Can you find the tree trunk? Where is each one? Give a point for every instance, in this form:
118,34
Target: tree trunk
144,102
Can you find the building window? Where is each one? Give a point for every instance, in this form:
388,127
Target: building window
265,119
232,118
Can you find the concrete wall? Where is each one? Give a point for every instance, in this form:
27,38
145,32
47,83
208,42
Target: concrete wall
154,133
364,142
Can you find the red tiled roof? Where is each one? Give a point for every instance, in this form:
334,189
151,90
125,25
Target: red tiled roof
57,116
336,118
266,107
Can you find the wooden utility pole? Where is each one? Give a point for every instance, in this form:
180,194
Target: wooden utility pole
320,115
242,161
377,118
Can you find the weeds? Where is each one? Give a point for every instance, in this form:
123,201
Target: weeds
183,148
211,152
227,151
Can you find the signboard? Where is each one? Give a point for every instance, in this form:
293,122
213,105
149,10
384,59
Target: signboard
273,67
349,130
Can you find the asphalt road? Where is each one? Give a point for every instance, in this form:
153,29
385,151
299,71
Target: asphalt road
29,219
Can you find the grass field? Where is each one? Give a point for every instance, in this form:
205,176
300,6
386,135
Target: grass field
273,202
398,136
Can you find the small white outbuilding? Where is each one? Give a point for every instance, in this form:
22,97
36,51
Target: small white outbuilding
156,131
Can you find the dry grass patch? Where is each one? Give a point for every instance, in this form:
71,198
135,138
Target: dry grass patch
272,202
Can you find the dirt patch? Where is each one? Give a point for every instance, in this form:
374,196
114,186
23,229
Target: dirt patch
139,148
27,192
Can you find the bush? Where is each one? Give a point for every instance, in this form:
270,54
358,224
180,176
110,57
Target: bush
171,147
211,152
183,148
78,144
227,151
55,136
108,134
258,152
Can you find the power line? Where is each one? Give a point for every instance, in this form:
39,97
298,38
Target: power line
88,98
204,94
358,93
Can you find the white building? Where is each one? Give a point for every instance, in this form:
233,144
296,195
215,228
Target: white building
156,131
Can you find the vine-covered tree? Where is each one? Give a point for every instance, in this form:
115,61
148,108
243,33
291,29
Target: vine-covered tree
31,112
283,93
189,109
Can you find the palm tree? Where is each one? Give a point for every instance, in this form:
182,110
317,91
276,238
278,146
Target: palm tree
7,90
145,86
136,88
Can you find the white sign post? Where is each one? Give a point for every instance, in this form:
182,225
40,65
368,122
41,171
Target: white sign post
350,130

----

**Exercise:**
Repeat every one of the items above word for word, changing nothing.

**Answer in full:**
Can you find the tree trunk? Where is each one? Give a point for every instance, in this form:
118,34
Target: tree trunk
144,102
Can you find the building window? Where is each one? Give a point for every instance, in this form:
388,127
Target: building window
265,119
232,118
Can you find the concrete wall? Where is each one? Give a point for every instance, in this form:
27,38
145,32
47,83
208,42
Target: concrete wall
154,133
364,142
Can you find the red tiled roof? Where is each one? Give a point for every instance, in this form:
334,189
151,90
125,25
Target: red tiled roof
57,116
336,118
266,107
Can you find the wooden utility pole? Where is each one? Give a point for every instance, in this form:
180,194
Target: wooden utility pole
320,115
242,161
377,118
Can you find the weeds? Where is each one? Give a point for every instance, in this form:
123,201
Target: weeds
183,148
211,152
227,151
Can you find the signboard? Where is each one? Give a point for every instance, in this form:
293,122
213,105
149,10
384,59
Target: signboard
273,67
349,130
Can you find the asphalt road? Where is each one? Give a point for every instance, in this form:
153,29
385,151
299,71
Target: asphalt road
29,219
Can you find the grass field? Where is each one? Give a point for every instance, in this form:
205,176
300,6
386,135
Target: grass field
273,202
398,136
Can you find the small white outbuilding? Where is each one? Give a point for every instance, in this form:
22,97
36,51
Target: small white outbuilding
156,131
Can you find the dry grass patch? Where is each one? Give a point for every instance, in this form:
71,198
135,138
Target: dry grass patch
272,202
Can you find the dirt patch? Where is each one? Give a point for every instance, in this form:
374,196
114,186
23,229
Target: dirt patch
139,148
27,192
Can you find the bush? Where is each one? Give a point for every instance, in this form:
270,54
358,224
180,176
110,57
Target: bush
171,147
211,152
183,148
78,144
227,151
55,136
108,134
258,152
Can you find the power line? Where is each one? Give a point for every instance, in this form:
39,97
298,38
Target: power line
88,98
204,94
358,93
Can you find the white building? Where is each one? Give a point for every instance, in this form:
233,144
296,195
215,228
Target: white building
156,131
Can you find the vine-covered tree? Where is each one? Give a point for every instance, in this form:
115,61
148,108
243,33
291,29
Target: vine-covered tree
31,112
283,93
189,109
Can you find the palm tree? Where is each one? Give a point for every instance, in this form:
182,110
317,91
276,238
278,146
Target: palm tree
7,90
145,86
136,88
Can you find the white sign post? Where is each one? Give a point for every instance, in this form:
182,225
40,65
368,122
41,171
Target: white sign post
350,130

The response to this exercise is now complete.